- _Material for the task_
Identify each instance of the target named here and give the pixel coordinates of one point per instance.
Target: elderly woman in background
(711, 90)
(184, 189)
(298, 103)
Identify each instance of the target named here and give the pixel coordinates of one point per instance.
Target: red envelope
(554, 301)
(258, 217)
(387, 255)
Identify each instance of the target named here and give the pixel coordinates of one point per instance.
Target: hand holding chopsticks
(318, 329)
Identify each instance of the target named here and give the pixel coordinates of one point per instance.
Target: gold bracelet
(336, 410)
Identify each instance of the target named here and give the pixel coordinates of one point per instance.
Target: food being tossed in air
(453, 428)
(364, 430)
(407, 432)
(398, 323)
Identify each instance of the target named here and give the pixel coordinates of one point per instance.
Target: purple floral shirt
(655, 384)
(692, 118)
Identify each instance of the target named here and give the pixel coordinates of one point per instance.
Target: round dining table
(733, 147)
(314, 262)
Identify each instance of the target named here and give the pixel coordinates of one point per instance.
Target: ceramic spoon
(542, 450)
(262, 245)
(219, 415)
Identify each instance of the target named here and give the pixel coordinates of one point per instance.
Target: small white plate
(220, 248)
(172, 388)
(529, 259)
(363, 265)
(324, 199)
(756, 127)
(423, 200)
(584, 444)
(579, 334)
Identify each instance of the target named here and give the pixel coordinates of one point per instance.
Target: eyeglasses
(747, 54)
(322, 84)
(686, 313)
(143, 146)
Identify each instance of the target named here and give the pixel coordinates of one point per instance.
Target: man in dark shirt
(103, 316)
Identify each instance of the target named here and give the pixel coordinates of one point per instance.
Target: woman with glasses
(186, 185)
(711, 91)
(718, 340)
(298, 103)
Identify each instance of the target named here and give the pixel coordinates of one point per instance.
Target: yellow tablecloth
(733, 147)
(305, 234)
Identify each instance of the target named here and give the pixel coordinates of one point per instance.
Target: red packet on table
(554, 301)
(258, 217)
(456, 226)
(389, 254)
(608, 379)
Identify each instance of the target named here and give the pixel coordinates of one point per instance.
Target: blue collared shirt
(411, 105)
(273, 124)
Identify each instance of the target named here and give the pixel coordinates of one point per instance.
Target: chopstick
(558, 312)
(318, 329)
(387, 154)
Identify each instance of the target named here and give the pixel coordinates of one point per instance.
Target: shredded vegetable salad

- _Exercise objective_
From the records above, extract every line exactly as it stands.

- _Output below_
Identify each instance of the target named here and give the pixel coordinates of one point per instance.
Target: elderly woman in background
(711, 90)
(184, 189)
(298, 103)
Identify each instance of the target named here and give the pixel coordinates of one point per instance.
Target: red envelope
(554, 301)
(258, 217)
(387, 255)
Identify each instance of the target named here and give the pixel coordinates of one point per instance.
Target: hand holding chopsticks
(318, 329)
Identify each instance of the target named here and give the pixel coordinates of one point per instance.
Target: gold bracelet
(336, 410)
Identify each instance of the target named here and give the pixel coordinates of one point per instance.
Target: food being tossed in air
(453, 428)
(364, 430)
(407, 432)
(398, 323)
Identify each instance of the target named here and give the pixel coordinates of one point per instance.
Target: purple floral shirt
(655, 384)
(692, 118)
Identify each instance of the target named here and give the pixel coordinates of one point per instance.
Target: round dining table
(733, 147)
(314, 262)
Identify each instance of the target named here and give the pixel coordinates of one point per instance.
Target: ceramic spoon
(542, 450)
(262, 245)
(219, 415)
Identify each instance of the target named here and give the pixel coordinates of one point per instance.
Target: small white plate
(220, 248)
(172, 388)
(529, 259)
(363, 265)
(324, 199)
(756, 127)
(423, 200)
(584, 444)
(579, 334)
Identify each instance of the target named here and give the pixel coordinates of one point per instance.
Target: eyeglasses
(747, 54)
(322, 84)
(686, 313)
(143, 146)
Identify each instance of the target named here and give the pixel coordinates of one point per instance.
Target: man in dark shirt
(103, 316)
Identify each instance of the target named here and give the pixel coordinates of one point per instance.
Target: woman with glasses
(186, 185)
(711, 91)
(718, 340)
(298, 103)
Identify each instance of the target named here and give the pixel coordinates of one point per instance.
Target: yellow tablecloth
(733, 147)
(305, 234)
Identify each instance of the target named here and give the pixel coordinates of one point per instance.
Target: red packet on table
(554, 301)
(258, 217)
(456, 226)
(389, 254)
(608, 379)
Identify each instance of the target named here and give the pixel coordinates of one point per instance.
Target: blue collared shirt
(411, 105)
(273, 124)
Identify each instance of the target named here and give the pixel coordinates of one point per instance.
Target: chopstick
(558, 312)
(318, 329)
(387, 154)
Identify each instance of the target named here and give the pixel coordinates of one point per instance.
Target: shredded vegetable salad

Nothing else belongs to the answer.